[[ Source text, beginning ]]

16th Sustainment Brigade extends MRT to family members
May 11, 2011
BAMBERG, Germany - The ongoing wars in Iraq and Afghanistan have not only brought strain and stress to Army units, but also to Army families. However, Army units like the 16th Special Troops Battalion, 16th Sustainment Brigade, 21st Theater Sustainment Command, are taking a proactive step toward assisting families in managing the strain and stress through Master Resiliency Training.
Staff Sgt. Robert Norton, a combat medic and the medical platoon sergeant for the Headquarters and Headquarters Company, 16th STB, provided MRT here, April 25, to a group of spouses.
"MRT is all about overcoming hardships," said Norton. "The overall mission of MRT is to improve physical and mental mind-state during this time of war and high operational tempo, and to help keep families together and increase our resilience."
Usually given to Soldiers, Norton feels MRT's value extends to families.

[[ Source text, end ]]
[[ Data, beginning ]]

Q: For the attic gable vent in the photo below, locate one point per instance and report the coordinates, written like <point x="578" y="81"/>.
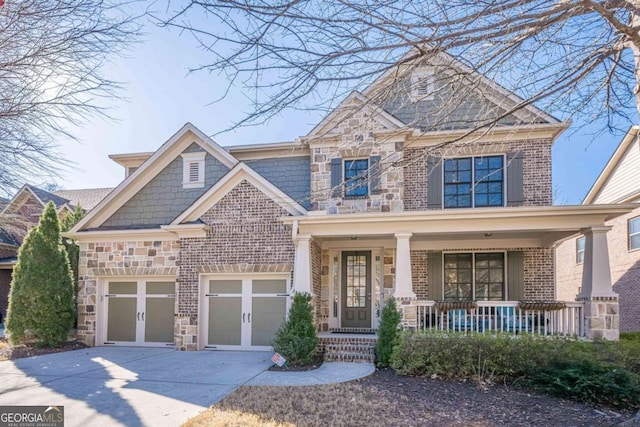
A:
<point x="193" y="169"/>
<point x="422" y="84"/>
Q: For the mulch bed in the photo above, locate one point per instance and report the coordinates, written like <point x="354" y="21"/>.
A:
<point x="9" y="352"/>
<point x="424" y="401"/>
<point x="385" y="399"/>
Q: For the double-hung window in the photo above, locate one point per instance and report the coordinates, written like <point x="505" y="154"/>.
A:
<point x="474" y="182"/>
<point x="474" y="276"/>
<point x="580" y="250"/>
<point x="634" y="233"/>
<point x="356" y="178"/>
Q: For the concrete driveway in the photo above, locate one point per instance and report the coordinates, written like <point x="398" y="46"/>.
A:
<point x="109" y="386"/>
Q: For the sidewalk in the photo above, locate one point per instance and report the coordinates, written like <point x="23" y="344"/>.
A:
<point x="327" y="373"/>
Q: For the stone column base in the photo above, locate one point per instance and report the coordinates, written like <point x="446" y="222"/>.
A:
<point x="602" y="318"/>
<point x="186" y="333"/>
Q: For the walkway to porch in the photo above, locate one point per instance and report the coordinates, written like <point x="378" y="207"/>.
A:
<point x="540" y="318"/>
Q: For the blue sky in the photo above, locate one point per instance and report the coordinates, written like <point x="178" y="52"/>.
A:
<point x="161" y="96"/>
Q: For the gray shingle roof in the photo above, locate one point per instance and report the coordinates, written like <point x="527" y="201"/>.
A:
<point x="87" y="198"/>
<point x="46" y="197"/>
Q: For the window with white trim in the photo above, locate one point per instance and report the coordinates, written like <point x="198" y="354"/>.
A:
<point x="193" y="169"/>
<point x="634" y="233"/>
<point x="580" y="250"/>
<point x="422" y="84"/>
<point x="474" y="182"/>
<point x="474" y="276"/>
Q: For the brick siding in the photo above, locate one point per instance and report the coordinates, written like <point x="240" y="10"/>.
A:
<point x="625" y="271"/>
<point x="536" y="169"/>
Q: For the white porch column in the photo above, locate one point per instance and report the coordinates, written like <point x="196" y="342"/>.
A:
<point x="601" y="307"/>
<point x="404" y="282"/>
<point x="302" y="264"/>
<point x="596" y="272"/>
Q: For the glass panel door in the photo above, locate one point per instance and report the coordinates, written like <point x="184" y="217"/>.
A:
<point x="160" y="301"/>
<point x="225" y="313"/>
<point x="122" y="309"/>
<point x="268" y="310"/>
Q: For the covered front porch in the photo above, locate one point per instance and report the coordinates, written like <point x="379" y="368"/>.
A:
<point x="482" y="270"/>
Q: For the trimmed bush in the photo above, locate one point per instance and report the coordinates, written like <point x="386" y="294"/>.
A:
<point x="600" y="372"/>
<point x="41" y="300"/>
<point x="296" y="339"/>
<point x="387" y="333"/>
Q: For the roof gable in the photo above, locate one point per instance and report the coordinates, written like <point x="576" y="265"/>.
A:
<point x="355" y="102"/>
<point x="169" y="151"/>
<point x="619" y="181"/>
<point x="241" y="172"/>
<point x="478" y="84"/>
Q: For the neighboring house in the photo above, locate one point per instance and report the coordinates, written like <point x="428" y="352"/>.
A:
<point x="21" y="213"/>
<point x="619" y="182"/>
<point x="200" y="247"/>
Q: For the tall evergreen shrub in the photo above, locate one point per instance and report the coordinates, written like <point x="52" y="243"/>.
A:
<point x="41" y="300"/>
<point x="296" y="339"/>
<point x="387" y="333"/>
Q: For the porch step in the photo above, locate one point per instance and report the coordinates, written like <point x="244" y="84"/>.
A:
<point x="353" y="330"/>
<point x="347" y="348"/>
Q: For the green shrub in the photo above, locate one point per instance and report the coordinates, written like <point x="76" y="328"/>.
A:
<point x="387" y="333"/>
<point x="601" y="372"/>
<point x="296" y="339"/>
<point x="41" y="300"/>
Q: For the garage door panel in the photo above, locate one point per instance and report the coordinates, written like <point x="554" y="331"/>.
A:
<point x="225" y="327"/>
<point x="267" y="315"/>
<point x="159" y="320"/>
<point x="121" y="324"/>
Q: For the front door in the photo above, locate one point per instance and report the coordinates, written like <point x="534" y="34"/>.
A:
<point x="356" y="289"/>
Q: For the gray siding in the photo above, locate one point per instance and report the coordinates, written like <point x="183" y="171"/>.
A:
<point x="292" y="175"/>
<point x="163" y="199"/>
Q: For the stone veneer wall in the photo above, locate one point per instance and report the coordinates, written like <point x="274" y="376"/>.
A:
<point x="536" y="169"/>
<point x="246" y="236"/>
<point x="116" y="259"/>
<point x="354" y="139"/>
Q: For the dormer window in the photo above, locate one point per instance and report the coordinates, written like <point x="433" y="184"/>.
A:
<point x="422" y="84"/>
<point x="193" y="169"/>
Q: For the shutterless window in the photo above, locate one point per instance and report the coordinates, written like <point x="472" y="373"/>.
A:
<point x="474" y="182"/>
<point x="477" y="276"/>
<point x="580" y="250"/>
<point x="634" y="233"/>
<point x="355" y="178"/>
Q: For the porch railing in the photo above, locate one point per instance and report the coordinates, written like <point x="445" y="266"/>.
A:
<point x="501" y="316"/>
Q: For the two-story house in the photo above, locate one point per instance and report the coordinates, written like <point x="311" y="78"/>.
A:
<point x="619" y="182"/>
<point x="200" y="247"/>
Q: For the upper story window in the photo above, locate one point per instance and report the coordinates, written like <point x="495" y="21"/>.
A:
<point x="356" y="178"/>
<point x="193" y="169"/>
<point x="422" y="84"/>
<point x="474" y="182"/>
<point x="580" y="250"/>
<point x="474" y="276"/>
<point x="634" y="233"/>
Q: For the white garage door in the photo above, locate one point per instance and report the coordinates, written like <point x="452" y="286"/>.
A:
<point x="243" y="313"/>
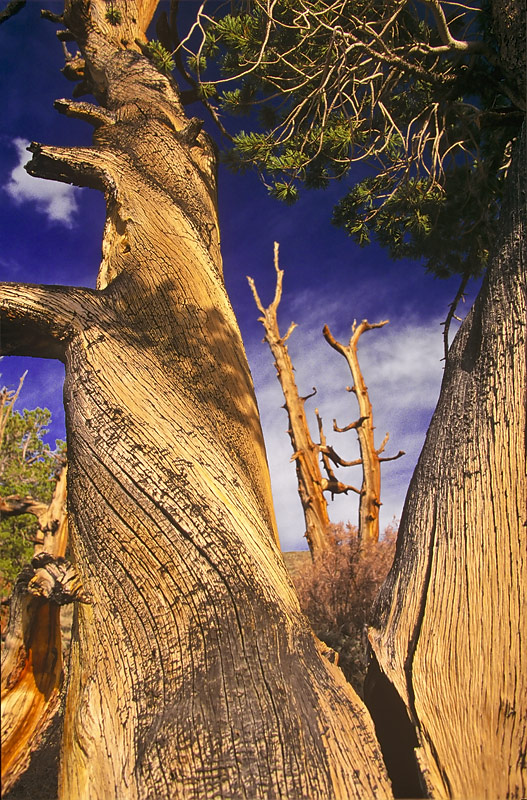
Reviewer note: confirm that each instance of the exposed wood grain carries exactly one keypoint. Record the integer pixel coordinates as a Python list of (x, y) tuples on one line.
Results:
[(193, 673), (450, 634)]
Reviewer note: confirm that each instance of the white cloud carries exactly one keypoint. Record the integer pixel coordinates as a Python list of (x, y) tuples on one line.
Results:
[(402, 369), (57, 201)]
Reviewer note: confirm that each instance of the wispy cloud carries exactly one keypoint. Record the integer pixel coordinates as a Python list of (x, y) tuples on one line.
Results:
[(57, 201), (402, 368)]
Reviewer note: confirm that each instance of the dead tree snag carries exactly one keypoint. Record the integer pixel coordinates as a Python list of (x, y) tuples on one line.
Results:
[(370, 494)]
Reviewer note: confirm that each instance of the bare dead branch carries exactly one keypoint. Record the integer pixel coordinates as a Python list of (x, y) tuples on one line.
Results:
[(393, 458), (12, 8), (460, 295), (358, 422)]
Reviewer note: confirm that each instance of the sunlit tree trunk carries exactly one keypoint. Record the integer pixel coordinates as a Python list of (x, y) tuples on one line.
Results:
[(449, 638), (32, 672), (193, 673)]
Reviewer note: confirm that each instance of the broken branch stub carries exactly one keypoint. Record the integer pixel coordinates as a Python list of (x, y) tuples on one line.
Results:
[(305, 451)]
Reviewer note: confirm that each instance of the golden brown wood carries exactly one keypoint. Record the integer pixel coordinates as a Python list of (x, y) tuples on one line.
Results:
[(370, 494), (32, 651), (193, 673), (451, 624), (305, 451)]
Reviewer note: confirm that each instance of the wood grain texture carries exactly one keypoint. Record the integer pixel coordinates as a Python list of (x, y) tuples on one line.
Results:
[(193, 673), (450, 632)]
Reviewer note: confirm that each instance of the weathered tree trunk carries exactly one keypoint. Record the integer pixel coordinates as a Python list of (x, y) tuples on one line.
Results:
[(305, 451), (450, 630), (193, 673), (32, 652), (370, 458)]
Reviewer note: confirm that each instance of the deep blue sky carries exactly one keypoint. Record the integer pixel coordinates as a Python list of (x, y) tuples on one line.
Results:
[(328, 279)]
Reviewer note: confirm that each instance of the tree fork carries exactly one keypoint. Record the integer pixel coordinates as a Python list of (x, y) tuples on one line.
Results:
[(193, 672), (370, 495)]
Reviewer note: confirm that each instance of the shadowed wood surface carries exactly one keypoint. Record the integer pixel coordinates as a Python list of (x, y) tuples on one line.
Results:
[(450, 632), (193, 673)]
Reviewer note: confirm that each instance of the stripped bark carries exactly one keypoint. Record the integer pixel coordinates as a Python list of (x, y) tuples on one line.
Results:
[(370, 456), (193, 672), (305, 451), (450, 630), (32, 671)]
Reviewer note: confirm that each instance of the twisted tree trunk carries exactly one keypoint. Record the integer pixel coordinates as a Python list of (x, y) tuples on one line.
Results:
[(193, 673), (449, 638), (32, 672)]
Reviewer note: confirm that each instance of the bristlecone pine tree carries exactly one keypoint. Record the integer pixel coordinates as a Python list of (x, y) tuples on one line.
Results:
[(193, 673)]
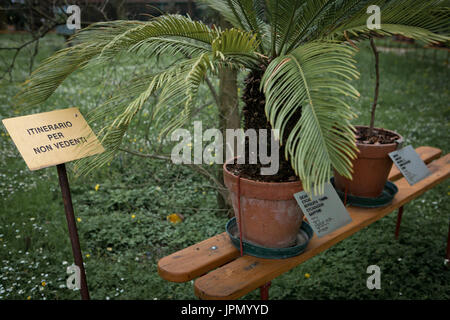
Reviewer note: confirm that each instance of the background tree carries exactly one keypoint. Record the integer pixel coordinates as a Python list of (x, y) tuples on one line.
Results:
[(295, 51)]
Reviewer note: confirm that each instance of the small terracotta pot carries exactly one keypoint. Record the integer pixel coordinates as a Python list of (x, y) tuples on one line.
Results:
[(370, 169), (270, 214)]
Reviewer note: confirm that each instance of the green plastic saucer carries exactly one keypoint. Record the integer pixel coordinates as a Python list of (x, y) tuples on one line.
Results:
[(255, 250), (389, 191)]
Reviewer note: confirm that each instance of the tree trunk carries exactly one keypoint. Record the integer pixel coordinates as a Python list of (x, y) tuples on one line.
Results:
[(377, 85), (229, 117)]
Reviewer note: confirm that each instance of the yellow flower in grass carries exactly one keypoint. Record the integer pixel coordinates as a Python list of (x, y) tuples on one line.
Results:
[(174, 218)]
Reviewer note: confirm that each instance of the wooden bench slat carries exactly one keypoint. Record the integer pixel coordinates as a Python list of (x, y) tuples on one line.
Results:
[(247, 273), (196, 260), (427, 154)]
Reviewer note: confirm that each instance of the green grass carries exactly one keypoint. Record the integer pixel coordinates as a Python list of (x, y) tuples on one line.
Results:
[(123, 227)]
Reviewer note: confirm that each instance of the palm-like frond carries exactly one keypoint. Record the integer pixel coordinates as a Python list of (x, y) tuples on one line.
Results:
[(312, 78), (309, 68)]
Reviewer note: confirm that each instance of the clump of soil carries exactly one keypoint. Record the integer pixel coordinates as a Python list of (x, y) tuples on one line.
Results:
[(255, 118), (379, 136)]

[[ Data, end ]]

▶ **What this exercise asks**
1) List every country named in the article about MRT.
2) Please copy the passage of the article about MRT that begins at the words "Staff Sgt. Robert" and stops after the words "extends to families.".

▶ **Solved tasks**
1) Germany, Iraq, Afghanistan

2)
Staff Sgt. Robert Norton, a combat medic and the medical platoon sergeant for the Headquarters and Headquarters Company, 16th STB, provided MRT here, April 25, to a group of spouses.
"MRT is all about overcoming hardships," said Norton. "The overall mission of MRT is to improve physical and mental mind-state during this time of war and high operational tempo, and to help keep families together and increase our resilience."
Usually given to Soldiers, Norton feels MRT's value extends to families.